Compiti da svolgere:
a) Nel testo sulla riforma del Corpo forestale dello Stato, quali due analisi hanno attirato l'attenzione del Consiglio di Stato?
b) Prosegui il testo sulla riforma del Corpo forestale dello Stato a partire dal punto in cui si interrompe.

Estratto del documento:
::::

Il Gen. Romano, nella parte conclusiva del suo intervento focalizza il suo ragionamento su quelle che sono le economie di scala che tale riforma può apportare. Va da se che un corpo di polizia di circa 8000 persone può realizzare determinate attività ma, se tali professionalità vengono inserite all’ interno di un contenitore che vanta circa 100.000 unità va da se il fatto che sicuramente si possono avere miglioramenti in termini di efficacia ed efficienza.

E’ importante ricordare, inoltre, come il Consiglio di Stato ha riposto la sua attenzione sull’ AIR (Analisi d’impatto della Regolamentazione), sviluppata a margine di questo provvedimento ma soprattutto sulla VIR (Verifica d’ Impatto della Regolamentazione).

Si attende con molto interesse una verifica di come questo provvedimento trova attuazione concreta cosi da capire nei prossimi 2-3 anni se i risultati/obiettivi iniziali analizzati in fase AIR sono stati raggiunti e in che percentuali.

 

Nel corso del dibattito che è seguito alle relazioni del Prefetto Bruno Frattasi e Gen. B. Paolo Romano sono emerse richieste di delucidazioni in merito alla gestione dell’eventuale surplus di domande di trasferimento del personale CFS (Corpo forestale dello Stato) verso altre amministrazioni (criticità legata all’eccessiva flessibilità della delega).

Il Prefetto Frattasi ribadisce di non essere d’accordo a riguardo circa un eccesso di delega che il decreto in discussione conterrebbe. Il decreto delegato parla, infatti, del passaggio di funzioni e del relativo personale, per ottemperare al svolgimento dei compiti istituzionali assegnati, ammettendo l’eventuale transito di un contingente limitato di personale verso altre amministrazioni, pur non essendo specificatamente predeterminato a monte. È il Governo a dover individuare meccanismi per poter limitare tale numero di passaggi, affinché la delega mantenga il suo disegno di organicità.

A tal proposito interviene anche il Gen. B. Massi ribadendo che, una delle principali difficoltà, è stata proprio quello di definire il contingente di personale in transito verso altre amministrazioni oltre che, aspetto non secondario, la militarizzazione del personale nell’ambito della “fusione per incorporazione” all’interno dell’Arma dei carabinieri.

::::

Materiale fornito:
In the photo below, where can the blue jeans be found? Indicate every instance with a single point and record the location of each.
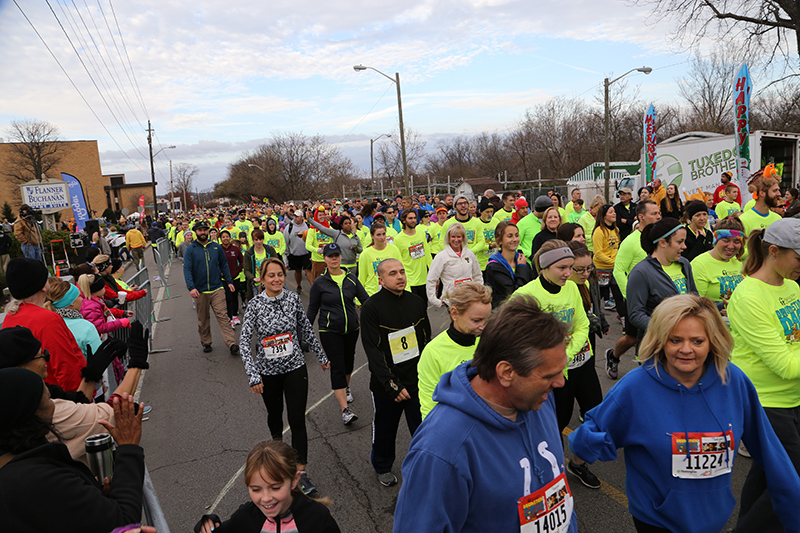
(31, 252)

::::

Risposte agli esercizi:
a) L'AIR (Analisi d'impatto della Regolamentazione) e soprattutto la VIR (Verifica d'Impatto della Regolamentazione).

b)
Il faro dell’azione nella stesura dello schema del decreto legislativo in discussione è stato dunque dettato dall’esigenza di tutelare il mantenimento delle funzioni e degli attuali livelli di presidio sul territorio, oltre che salvaguardare l’unitarietà e la professionalità del personale, non imponendo, nel rispetto di determinati vincoli e limiti, lo status militare.

Il passaggio all’interno dell’Arma dei Carabinieri delle circa 8.000 unità di personale attualmente in servizio, deve dunque avvenire, a partire dal 01/01/2017, senza nessuna soluzione di continuità tra le attività svolte il giorno precedente e le funzioni erogate il giorno successivo, il tutto traducendosi nella formula “nessun danno per i cittadini”.

Le facoltà assunzionali attualmente a disposizione del CFS, quantificabili in circa 1.000 unità, saranno successivamente ripartite tra le diverse Forze di polizia in cui il personale transiterà (Arma dei carabinieri in primis ma anche Polizia di Stato, Guardia di finanza e Vigili del fuoco) e rappresentano un primo cuscinetto per consentire e agevolare l’eventuale passaggio verso altre amministrazioni ad ordinamento civile (Ministero delle politiche agricole, alimentari e forestali, Ministero della Difesa o tra quelle individuate dal decreto dal Presidente del Consiglio dei ministri).

L’art. 12 del decreto legislativo in discussione, come previsto dalla legge delega, prevede che il meccanismo di uscita del personale avvenga dietro presentazione di apposita domanda, nel rispetto dei contingenti specificatamente individuati e compatibilmente con le esigenze di funzionalità, oltre che perseguendo la finalità del contenimento dei costi e dell’efficienza.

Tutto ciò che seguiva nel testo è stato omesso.